Ratios and Proportions

 

Ratios and Proportions

 

A ratio is the comparison of two quantities of the same unit by division, where at least one of the quantities is non-zero.

 

Example:

 

\[\frac{10 \;\; \text{kg} }{3\;\; \text{kg} } \] is a ratio, but \[\frac{10 \;\;\text{kg}}{3 \;\; \text{cm}} \] is not a ratio.

 

PROPORTION:

 

A proportion is an equation stating that two or more ratios are equal.

\[\displaystyle\frac{a}{b} = \displaystyle\frac{c}{d} = k \quad \text{(Simple Proportion)} \qquad \displaystyle\frac{a}{b} = \displaystyle\frac{c}{d} =\displaystyle\frac{e}{f} =k \quad \text{(Extended Proportion)} \]

Here, \(k\) is called the constant of proportionality.

 

Example:

 

\( \displaystyle{\frac{10}{5} = \frac{6}{3} = \frac{-14}{-7} }\) \(= k \), where \( k = 2 \).

 

Note:

 

The proportion \(\displaystyle\frac{a}{b} =\displaystyle \frac{c}{d} = \displaystyle \frac{e}{f} \) can also be written in the form \( a\;:\;c\;:\;e = b\;:\;d\;:\;f\).

 

Properties of Proportions:

 

\( 1. \quad \displaystyle\frac{a}{b} = \displaystyle\frac{c}{d} \) or \( \overbrace{a : \underbrace{ b = c}_{\text{means}} : d }^{\text{extremes}} \)

In a proportion, the product of the means equals the product of the extremes (Cross-Multiplication).

\[ \displaystyle\frac{a}{b} = \displaystyle\frac{c}{d} \quad \text{means} \quad b \cdot c = a \cdot d \]

Since this equality always holds true, the proportion \[ \frac{a}{b} = \frac{c}{d} \] can be rearranged as follows:

\[ \frac{a}{c} = \frac{b}{d} \] (the means can swap places),

\[ \frac{d}{b} = \frac{c}{a} \] (the extremes can swap places),

\[ \frac{b}{a} = \frac{d}{c} \] (taking the reciprocal of both sides).

 

\( 2. \quad \) Ratios in a proportion can be simplified or expanded by a non-zero multiplier:

\[ \frac{a}{b} = \frac{c}{d} = \frac{e}{f} = k \quad \Rightarrow \quad \frac{m \cdot a }{m \cdot b} = \frac{n \cdot c }{n \cdot d}= \frac{r \cdot e}{r \cdot f} = k \]

\(\quad a) \;\;\) When the numerators are added together and the denominators are added together, the constant of proportionality remains unchanged.

(Entries for bounding box labeling)
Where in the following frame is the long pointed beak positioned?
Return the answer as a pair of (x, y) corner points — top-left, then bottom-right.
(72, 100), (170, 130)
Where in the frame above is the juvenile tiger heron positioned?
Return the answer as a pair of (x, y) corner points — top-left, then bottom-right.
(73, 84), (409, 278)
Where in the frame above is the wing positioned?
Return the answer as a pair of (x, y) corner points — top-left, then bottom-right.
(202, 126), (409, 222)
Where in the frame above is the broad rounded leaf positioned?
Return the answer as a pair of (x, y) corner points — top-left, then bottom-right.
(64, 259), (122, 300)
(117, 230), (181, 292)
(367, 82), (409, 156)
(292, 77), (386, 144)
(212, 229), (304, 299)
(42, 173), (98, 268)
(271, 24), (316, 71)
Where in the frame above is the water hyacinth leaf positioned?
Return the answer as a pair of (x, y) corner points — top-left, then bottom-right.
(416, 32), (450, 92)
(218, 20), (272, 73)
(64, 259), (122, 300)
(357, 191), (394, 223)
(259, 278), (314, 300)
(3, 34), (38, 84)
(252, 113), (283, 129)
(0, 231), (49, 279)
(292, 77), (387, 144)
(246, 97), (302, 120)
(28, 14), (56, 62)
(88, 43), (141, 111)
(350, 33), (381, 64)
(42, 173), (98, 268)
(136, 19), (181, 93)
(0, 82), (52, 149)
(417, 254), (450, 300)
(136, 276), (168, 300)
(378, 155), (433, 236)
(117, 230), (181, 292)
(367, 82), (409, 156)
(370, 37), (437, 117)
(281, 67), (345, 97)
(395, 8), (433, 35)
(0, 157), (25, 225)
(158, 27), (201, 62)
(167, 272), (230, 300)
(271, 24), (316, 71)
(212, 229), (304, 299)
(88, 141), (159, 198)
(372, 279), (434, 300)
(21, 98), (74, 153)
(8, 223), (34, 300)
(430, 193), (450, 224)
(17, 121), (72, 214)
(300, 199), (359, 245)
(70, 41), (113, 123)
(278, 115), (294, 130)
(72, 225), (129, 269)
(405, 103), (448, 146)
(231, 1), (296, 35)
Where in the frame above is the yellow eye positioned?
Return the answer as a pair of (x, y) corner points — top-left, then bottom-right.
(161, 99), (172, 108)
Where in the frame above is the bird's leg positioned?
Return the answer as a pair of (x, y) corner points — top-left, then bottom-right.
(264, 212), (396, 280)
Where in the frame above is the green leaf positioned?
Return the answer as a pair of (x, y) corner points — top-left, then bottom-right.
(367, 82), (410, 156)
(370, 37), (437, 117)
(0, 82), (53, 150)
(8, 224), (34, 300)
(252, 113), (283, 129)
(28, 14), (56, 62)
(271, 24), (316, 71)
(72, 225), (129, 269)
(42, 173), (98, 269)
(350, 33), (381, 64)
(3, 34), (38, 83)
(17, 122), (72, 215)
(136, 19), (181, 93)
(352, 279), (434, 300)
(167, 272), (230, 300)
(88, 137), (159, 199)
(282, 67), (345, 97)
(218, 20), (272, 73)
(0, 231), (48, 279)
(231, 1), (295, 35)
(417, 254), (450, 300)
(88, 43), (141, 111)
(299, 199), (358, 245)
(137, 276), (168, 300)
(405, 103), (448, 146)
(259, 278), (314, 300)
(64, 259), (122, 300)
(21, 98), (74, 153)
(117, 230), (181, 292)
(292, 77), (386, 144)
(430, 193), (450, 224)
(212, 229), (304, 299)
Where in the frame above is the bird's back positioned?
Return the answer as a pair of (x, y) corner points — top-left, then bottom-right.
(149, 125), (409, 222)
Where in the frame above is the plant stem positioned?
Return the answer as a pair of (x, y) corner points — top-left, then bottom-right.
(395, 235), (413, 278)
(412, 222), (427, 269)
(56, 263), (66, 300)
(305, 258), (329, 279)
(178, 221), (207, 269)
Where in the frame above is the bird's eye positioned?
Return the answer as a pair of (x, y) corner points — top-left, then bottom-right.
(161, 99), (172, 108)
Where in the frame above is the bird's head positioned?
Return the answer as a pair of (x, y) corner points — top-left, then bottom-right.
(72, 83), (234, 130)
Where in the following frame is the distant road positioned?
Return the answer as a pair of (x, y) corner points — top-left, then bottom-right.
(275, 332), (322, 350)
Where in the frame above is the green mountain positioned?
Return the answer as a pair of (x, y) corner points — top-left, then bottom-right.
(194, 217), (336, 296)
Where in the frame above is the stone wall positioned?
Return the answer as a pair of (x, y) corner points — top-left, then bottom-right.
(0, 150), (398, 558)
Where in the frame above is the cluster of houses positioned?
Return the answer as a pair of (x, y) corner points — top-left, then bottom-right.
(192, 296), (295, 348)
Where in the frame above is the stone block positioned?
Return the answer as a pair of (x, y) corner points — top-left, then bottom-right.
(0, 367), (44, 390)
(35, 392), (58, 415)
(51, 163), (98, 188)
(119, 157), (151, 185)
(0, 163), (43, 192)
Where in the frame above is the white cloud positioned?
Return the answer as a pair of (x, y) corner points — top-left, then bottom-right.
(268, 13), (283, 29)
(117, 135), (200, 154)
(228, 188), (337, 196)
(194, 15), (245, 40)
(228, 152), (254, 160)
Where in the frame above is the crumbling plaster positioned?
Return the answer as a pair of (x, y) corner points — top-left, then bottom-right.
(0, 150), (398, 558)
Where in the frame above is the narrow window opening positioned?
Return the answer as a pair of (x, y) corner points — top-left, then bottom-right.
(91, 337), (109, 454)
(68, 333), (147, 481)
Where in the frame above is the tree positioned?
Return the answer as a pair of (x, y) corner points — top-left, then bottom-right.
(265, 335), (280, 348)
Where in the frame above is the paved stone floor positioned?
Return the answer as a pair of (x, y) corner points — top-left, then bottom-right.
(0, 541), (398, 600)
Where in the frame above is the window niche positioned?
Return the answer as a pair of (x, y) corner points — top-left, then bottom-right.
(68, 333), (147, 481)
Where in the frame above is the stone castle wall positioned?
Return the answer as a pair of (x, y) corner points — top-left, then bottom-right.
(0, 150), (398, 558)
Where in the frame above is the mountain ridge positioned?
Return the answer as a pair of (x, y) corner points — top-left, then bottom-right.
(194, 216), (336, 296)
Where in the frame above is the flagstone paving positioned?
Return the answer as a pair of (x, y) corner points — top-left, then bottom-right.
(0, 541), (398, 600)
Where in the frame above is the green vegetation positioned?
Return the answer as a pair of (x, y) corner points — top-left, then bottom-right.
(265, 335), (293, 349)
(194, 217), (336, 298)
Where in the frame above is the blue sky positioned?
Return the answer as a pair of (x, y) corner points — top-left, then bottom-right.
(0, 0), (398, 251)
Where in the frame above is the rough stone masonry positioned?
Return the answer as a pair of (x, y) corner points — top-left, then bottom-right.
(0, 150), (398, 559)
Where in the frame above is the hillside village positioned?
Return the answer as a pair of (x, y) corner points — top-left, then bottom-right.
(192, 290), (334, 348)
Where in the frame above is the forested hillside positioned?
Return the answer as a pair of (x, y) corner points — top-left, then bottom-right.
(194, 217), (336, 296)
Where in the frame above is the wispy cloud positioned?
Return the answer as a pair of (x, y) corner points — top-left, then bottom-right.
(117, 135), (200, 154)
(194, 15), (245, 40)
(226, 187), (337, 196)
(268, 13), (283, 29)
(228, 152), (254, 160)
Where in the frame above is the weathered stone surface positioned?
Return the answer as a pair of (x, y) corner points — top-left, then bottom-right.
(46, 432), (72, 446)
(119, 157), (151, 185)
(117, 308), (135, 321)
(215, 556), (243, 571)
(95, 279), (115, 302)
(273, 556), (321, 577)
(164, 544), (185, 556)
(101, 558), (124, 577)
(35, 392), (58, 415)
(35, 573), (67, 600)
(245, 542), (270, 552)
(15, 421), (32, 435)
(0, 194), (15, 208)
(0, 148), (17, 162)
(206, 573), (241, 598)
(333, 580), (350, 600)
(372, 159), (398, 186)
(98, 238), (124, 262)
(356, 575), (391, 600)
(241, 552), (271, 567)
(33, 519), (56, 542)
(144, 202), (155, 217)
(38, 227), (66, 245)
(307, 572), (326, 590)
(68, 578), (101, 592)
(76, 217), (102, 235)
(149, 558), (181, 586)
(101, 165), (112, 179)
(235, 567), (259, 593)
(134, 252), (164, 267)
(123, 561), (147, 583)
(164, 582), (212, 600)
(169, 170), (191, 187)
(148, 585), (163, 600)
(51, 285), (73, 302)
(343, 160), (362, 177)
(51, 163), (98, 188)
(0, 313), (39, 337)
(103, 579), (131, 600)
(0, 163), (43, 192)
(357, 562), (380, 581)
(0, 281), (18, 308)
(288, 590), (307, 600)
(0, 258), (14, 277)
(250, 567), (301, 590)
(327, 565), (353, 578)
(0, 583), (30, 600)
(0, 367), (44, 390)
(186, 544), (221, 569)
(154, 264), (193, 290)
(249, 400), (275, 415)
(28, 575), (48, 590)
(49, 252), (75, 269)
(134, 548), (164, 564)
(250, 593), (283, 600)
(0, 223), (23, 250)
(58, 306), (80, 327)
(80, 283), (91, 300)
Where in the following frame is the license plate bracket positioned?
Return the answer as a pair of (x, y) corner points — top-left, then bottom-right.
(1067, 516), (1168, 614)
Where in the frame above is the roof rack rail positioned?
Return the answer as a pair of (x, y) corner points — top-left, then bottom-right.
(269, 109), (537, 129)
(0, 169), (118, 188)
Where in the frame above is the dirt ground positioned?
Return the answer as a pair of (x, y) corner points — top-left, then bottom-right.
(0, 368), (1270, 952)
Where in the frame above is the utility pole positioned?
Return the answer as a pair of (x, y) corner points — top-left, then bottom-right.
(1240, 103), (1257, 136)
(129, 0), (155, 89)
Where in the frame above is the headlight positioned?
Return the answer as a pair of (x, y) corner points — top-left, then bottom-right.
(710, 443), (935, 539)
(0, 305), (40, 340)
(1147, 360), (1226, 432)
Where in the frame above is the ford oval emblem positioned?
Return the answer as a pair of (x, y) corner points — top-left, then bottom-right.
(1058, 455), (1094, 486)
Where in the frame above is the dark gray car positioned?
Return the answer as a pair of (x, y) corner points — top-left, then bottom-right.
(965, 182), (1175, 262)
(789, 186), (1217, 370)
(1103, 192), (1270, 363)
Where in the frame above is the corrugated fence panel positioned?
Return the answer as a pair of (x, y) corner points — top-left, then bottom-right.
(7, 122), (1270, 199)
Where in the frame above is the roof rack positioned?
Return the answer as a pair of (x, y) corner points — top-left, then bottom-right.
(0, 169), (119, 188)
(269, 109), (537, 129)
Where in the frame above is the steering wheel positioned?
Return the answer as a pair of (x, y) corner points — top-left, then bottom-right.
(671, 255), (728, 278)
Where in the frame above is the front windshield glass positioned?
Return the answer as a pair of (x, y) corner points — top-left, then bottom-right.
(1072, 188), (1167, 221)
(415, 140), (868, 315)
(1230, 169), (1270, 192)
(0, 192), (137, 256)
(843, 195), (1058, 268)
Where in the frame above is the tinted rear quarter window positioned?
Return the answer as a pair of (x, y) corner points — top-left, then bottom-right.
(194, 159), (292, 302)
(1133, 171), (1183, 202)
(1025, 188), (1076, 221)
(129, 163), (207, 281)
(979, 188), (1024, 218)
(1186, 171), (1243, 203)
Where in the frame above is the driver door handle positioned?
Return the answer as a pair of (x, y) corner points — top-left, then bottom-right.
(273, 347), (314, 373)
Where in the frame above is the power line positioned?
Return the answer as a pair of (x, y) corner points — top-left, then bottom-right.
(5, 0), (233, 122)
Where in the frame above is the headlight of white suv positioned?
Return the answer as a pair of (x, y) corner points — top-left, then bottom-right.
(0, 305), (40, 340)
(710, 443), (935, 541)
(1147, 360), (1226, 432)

> **WHAT TO WORK ON**
(1) Reproduce word for word the passage of the ratios and proportions text from "A ratio is the" to "not a ratio.".
(2) In the ratios and proportions text, what is a proportion defined as?

> **SOLUTIONS TO EACH TASK**
(1)
A ratio is the comparison of two quantities of the same unit by division, where at least one of the quantities is non-zero.

 

Example:

 

\[\frac{10 \;\; \text{kg} }{3\;\; \text{kg} } \] is a ratio, but \[\frac{10 \;\;\text{kg}}{3 \;\; \text{cm}} \] is not a ratio.

(2) An equation stating that two or more ratios are equal.